→ READING PASSAGE:
_ _ _ _ _

The woods in Tumalo gained a new resident on Monday afternoon.
Think Wild Central Oregon released a golden eagle back into the wild after seven months of care following injuries.
The five-year-old male eagle was found near Cline Falls Road in May, with two separate impairments.
“It came in having an ulna fracture, so a fracture of its wing, as well as we are suspecting a soft tissue injury to the shoulder,” Director of Wildlife Rehabilitation Pauline Baker said.
He’s the fourth golden eagle Think Wild has helped over the past year, but the first to be released back into the wild.
“We did a CT scan with Bend Emergency Animal Hospital, they were able to partner with us and help us with that,” Baker said.
“Also we used a local falconer, Gary Landers, who is a retired rehabilitator at this point, but he helps us with creanceing, which is basically test-flying our raptors to make sure they can get lift and bank.”
They observed the eagle to make sure he could fly strongly by himself before taking the next step.
“It took a long time of flight promotion physical therapy, and once we saw the eagle flying back and forth multiple times not taking rest…then we knew he was ready to go,” Baker said.

_ _ _ _ _

→ EXCERPTED DATA:
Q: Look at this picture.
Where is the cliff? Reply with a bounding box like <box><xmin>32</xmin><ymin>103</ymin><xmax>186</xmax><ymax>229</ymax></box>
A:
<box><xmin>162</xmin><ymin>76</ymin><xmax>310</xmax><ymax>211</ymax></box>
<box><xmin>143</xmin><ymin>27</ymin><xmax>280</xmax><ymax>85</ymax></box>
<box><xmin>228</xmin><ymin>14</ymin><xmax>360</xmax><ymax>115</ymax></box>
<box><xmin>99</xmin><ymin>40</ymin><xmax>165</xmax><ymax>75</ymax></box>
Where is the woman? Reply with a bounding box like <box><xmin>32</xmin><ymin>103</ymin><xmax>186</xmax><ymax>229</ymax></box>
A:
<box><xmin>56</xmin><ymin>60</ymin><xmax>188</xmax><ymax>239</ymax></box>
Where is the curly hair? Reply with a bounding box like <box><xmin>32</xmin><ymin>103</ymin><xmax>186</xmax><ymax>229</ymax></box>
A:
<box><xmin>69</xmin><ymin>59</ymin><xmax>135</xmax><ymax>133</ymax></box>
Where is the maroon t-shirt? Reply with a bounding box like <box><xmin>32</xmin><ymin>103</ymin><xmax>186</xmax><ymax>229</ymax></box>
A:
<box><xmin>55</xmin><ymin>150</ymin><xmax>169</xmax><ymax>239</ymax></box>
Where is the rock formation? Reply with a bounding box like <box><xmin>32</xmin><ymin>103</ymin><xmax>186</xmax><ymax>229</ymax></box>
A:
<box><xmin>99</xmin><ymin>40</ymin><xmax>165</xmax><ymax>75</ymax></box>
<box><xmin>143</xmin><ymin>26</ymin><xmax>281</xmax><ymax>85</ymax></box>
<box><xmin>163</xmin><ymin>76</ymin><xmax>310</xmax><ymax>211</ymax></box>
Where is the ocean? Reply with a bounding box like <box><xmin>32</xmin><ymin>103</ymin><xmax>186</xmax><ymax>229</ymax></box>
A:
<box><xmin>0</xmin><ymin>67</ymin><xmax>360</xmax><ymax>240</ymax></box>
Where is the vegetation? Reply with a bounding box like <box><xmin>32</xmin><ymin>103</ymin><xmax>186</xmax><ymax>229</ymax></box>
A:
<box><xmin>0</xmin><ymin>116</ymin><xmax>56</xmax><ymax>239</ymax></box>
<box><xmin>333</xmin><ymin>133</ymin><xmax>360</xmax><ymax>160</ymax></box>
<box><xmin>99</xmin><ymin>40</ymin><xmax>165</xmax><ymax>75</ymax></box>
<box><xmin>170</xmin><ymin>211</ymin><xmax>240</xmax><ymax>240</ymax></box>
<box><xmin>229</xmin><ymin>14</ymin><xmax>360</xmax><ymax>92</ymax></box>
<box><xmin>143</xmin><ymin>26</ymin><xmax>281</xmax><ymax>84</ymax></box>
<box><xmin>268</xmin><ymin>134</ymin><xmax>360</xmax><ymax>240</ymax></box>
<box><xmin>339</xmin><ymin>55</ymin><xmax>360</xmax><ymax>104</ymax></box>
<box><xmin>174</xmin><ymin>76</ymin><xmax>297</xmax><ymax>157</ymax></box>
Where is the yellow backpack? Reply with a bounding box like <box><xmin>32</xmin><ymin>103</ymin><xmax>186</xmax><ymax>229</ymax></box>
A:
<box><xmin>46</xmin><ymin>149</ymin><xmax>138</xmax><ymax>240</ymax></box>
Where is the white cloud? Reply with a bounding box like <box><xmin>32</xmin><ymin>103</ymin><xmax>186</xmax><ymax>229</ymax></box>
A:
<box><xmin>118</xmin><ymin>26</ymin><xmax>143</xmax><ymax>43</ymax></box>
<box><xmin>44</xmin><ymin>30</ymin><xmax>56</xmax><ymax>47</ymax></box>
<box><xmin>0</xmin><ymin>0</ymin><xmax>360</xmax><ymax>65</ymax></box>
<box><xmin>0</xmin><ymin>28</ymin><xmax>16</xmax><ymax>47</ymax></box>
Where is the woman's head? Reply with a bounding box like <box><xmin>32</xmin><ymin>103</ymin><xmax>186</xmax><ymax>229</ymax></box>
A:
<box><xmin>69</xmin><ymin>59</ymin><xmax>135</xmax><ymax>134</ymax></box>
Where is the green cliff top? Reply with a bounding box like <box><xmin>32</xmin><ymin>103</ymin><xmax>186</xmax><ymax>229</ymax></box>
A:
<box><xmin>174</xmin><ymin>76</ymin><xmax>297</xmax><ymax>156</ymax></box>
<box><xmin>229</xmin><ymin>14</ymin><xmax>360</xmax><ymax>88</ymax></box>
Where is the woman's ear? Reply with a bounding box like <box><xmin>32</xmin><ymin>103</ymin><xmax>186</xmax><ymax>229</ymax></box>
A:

_ _ _ _ _

→ THE TASK:
Name every person and organization mentioned by name in the golden eagle article.

→ PROBLEM SOLUTION:
- Think Wild Central Oregon
- Pauline Baker
- Bend Emergency Animal Hospital
- Gary Landers